SELECTED EXCERPT:
----

AMY GOODMAN: We’re joined here in Copenhagen at the Bella Center by two people: Martin Khor is executive director of the South Centre, a journalist; also Naomi Klein, author of The Shock Doctrine.

We welcome you both to Democracy Now! You’ve been watching this carefully. We’re going to go back to the Sudanese delegate talking, responding to this so-called secret Danish text. Martin Khor, explain further.

MARTIN KHOR: I think we all have been told that there is no plan B for Copenhagen and that we have to work very hard, you know, on the documents on the table. So the fact that we have this ten-page document shows that they have been working on a plan B. And most of the developing countries that I have spoken to do not know at all about this text. So they feel shortchanged, in that they had no say. They were not invited to contribute to a text that may be parachuted down on them later on this week by the ministers or by the presidents, and they would not have had enough time to look at it.

So the process is what is bothering many, but also the substance, because the text calls for a 50 percent cut in global emissions by 2050, and it says that the developed countries are willing to cut by 80 percent. So my calculations show that if this is being proposed, the developing countries would have to cut their emissions by at least 60 percent per capita, or about the same as the developed countries, and that will bring the per capita emissions of greenhouse gases to about two tons per person by 2050, whereas a country like the United States, which now has twenty tons per capita, would go down to about four tons. So this means that the US would still be able to have double the per capita emissions that poor developing countries have in 2050, when the United States is so superior in terms of income and technology, and they have contributed so much, you know, to the carbon dioxide in the atmosphere. So this is what is outraging the developing countries.

----

INSTRUCTIONS:
1. Transcribe a portion of the Copenhagen transcript: begin at the words "AMY GOODMAN: We’re" and stop after "The Shock Doctrine.".
2. In the Copenhagen transcript, how long is the document that Martin Khor says shows a plan B was being worked on?
3. Take the Copenhagen transcript further, picking up right after its final sentence.
The lines that come after this have no connection to the Copenhagen transcript.

AVAILABLE DATA:
----

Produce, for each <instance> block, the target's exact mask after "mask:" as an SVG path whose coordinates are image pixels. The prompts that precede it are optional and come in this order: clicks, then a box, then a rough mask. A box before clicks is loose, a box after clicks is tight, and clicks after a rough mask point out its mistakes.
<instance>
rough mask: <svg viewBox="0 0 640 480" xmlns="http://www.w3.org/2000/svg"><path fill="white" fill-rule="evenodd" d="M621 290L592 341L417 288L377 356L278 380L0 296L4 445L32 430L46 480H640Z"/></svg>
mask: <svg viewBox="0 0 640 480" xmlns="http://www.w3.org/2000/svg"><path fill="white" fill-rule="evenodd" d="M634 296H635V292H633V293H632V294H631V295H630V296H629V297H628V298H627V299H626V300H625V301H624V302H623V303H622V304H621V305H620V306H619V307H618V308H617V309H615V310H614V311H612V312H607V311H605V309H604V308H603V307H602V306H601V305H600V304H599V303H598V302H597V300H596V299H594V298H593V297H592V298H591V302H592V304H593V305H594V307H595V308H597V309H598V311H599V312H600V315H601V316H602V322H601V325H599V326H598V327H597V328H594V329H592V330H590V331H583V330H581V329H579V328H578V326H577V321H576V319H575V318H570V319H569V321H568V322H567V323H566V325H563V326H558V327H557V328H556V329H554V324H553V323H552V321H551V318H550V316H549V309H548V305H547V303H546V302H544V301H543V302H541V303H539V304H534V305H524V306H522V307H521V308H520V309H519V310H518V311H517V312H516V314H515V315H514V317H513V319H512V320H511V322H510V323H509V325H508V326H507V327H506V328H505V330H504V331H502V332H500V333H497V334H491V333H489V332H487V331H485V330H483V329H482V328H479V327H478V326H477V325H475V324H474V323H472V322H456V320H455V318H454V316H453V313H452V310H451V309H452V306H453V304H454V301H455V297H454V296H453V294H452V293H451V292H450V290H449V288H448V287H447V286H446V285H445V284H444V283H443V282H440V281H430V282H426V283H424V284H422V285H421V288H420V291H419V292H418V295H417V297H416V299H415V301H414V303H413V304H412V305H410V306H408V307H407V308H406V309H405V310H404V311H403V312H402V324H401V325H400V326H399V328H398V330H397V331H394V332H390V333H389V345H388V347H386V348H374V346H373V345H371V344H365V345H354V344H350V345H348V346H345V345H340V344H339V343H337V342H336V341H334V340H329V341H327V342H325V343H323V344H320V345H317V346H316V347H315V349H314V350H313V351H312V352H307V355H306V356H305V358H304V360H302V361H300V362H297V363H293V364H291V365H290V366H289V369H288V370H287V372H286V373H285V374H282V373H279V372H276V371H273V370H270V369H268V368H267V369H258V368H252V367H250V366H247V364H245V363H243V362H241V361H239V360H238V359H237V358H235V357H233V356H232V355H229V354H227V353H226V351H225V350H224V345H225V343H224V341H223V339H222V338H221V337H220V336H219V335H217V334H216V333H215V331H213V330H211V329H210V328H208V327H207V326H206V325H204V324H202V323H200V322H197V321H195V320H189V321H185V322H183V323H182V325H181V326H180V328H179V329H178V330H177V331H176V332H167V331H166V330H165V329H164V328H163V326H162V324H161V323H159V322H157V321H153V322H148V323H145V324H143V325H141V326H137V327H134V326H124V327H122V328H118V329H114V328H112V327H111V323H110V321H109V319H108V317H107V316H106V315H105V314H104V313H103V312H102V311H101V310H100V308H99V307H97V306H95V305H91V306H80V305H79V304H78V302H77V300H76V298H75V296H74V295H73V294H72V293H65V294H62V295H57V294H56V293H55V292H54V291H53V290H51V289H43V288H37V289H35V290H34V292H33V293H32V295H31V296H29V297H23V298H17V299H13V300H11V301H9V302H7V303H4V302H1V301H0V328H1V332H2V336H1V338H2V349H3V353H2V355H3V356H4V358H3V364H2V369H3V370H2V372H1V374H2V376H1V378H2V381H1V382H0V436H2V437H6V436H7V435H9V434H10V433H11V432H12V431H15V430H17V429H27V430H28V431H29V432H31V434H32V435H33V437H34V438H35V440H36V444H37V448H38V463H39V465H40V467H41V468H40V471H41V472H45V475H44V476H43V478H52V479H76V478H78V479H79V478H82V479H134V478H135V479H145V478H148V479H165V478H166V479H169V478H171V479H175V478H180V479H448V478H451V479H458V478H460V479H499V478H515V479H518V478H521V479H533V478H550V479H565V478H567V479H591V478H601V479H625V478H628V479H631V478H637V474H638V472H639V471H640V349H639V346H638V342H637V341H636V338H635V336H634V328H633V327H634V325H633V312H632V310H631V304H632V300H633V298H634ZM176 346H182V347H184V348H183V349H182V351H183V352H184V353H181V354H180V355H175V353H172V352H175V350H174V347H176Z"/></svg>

----

YOUR RESPONSES:
1.
AMY GOODMAN: We’re joined here in Copenhagen at the Bella Center by two people: Martin Khor is executive director of the South Centre, a journalist; also Naomi Klein, author of The Shock Doctrine.

2. Ten pages.

3.
ANJALI KAMAT: And Martin, what do you think developing countries are going to do? Do you suspect that there will be a walkout? What is the next step?

MARTIN KHOR: I don’t think there will be a walkout, but they would now, I think — in fact, they should now come out with their own text, you know, to say that this is our position on what we see as the Copenhagen decision and not something that somebody else is putting for us.

I think the other major issue for the developing countries is that this text implies the closure of the Kyoto Protocol. And that’s something that all the developing countries are united against, because the Kyoto Protocol is the legally binding international agreement. The only country not in it is the United States.

AMY GOODMAN: Naomi Klein, let’s go on from what Martin Khor is saying. The issue of the Kyoto Protocol, and the United States is always talking about, it sunsets, it ends in 2012.

NAOMI KLEIN: Mm-hmm.

AMY GOODMAN: But that’s not true.

NAOMI KLEIN: It’s one of the great misconceptions, and I actually didn’t fully understand it until Martin explained it to me, so he probably can explain it much better than I can. But there is no expiration date on the Kyoto Protocol. What it had was, was a first period of emissions cuts that ends in 2012. And the idea was that countries would come back together and increase their emission cuts and develop the agreement. But the idea that it just needs to be scrapped completely and replaced with a wholly new deal and that in addition to this there isn’t time to come up with a whole new deal, which is the position of the US negotiators here, is based on this faulty premise that the Kyoto Protocol expires.

But I think, you know, the real issue here is what they want to replace the Kyoto Protocol with is much weaker than the Kyoto Protocol. They want to — the Kyoto Protocol comes up with a goal for all the countries that they have to reach in terms of emissions cuts, and it’s legally binding. Here, what they want to replace it to is, all countries go off, come up with their own goals, and then it’s sort of mashed together into an agreement that really isn’t a multilateral agreement, because the whole idea of multilateralism is that countries agree on the same set of rules and they agree to a common monitoring mechanism.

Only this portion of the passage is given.